-- BEGIN Extracted entries --

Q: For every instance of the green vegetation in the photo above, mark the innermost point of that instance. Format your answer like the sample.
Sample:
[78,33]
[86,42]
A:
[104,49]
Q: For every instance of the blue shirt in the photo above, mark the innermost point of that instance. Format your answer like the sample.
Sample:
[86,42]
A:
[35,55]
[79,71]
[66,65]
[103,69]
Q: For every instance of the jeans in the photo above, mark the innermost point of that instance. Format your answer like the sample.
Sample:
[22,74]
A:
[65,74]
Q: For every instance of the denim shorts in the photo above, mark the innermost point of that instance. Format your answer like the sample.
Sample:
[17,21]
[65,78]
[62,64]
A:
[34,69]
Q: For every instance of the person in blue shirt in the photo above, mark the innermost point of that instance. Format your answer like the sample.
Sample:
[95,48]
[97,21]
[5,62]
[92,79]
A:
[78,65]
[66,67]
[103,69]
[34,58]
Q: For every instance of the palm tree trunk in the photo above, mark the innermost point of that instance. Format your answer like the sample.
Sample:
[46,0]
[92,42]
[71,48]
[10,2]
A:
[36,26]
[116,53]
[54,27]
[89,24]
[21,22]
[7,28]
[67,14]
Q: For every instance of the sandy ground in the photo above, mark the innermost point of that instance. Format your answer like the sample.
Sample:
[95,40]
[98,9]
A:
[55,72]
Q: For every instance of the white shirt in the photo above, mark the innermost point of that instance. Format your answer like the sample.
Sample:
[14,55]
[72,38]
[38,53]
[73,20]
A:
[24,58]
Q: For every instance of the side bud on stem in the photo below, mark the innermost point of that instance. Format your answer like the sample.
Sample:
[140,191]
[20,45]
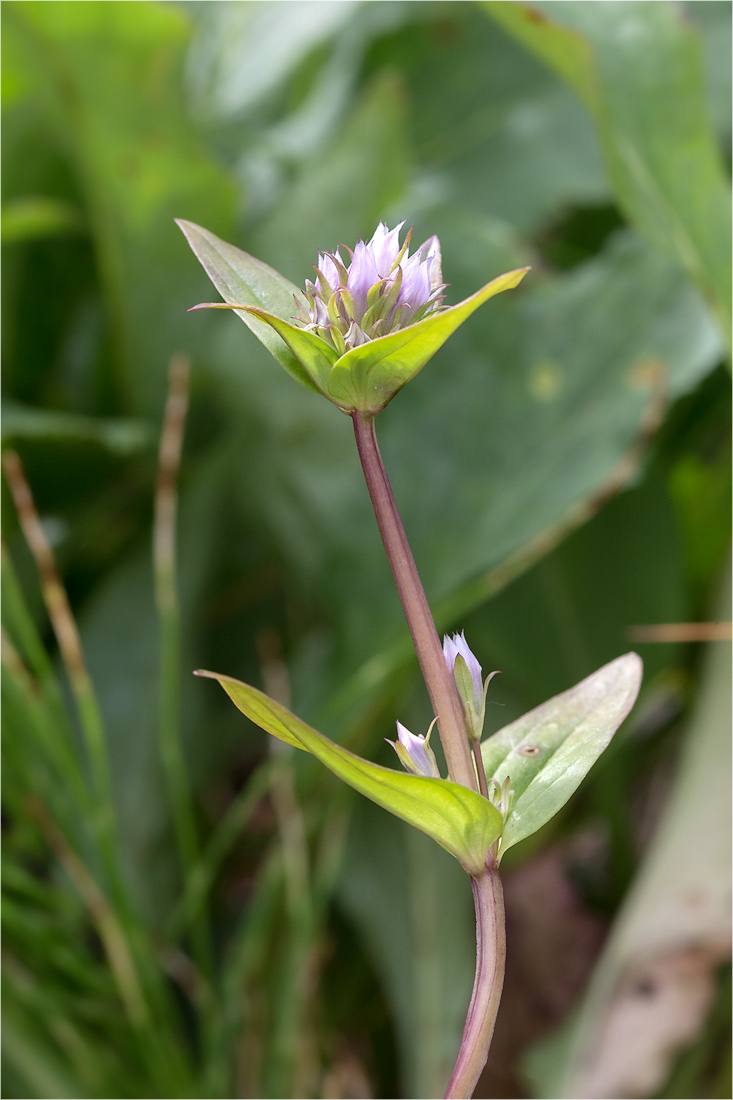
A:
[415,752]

-- END Extracted entries --

Using the listing above, copy exactly the lines from the one that contains "Q: For every instance of the palm" through its last line, both included, but not the pictures.

» **Answer below**
Q: For every instance of the palm tree trunk in the photo above, mark the innermost point of that instance. Format your answer like the sample.
Sample:
[46,0]
[92,42]
[71,48]
[10,2]
A:
[36,26]
[116,53]
[54,27]
[89,24]
[21,22]
[7,28]
[67,14]
Q: For every instance of the sandy ground in the photo above, mark the innermost point of that instance. Format your answer like the sample.
Sample:
[95,40]
[98,9]
A:
[55,72]
Q: For every instance of the white shirt in the photo above, mark the innermost point of that instance. Format your answer like the sample.
Sample:
[14,55]
[72,38]
[38,53]
[73,20]
A:
[24,58]
Q: For every instance of the side bud on stem in the photo below, mark the innermost point of that instance. Format your answer like the sample.
Sample:
[140,191]
[20,45]
A:
[415,752]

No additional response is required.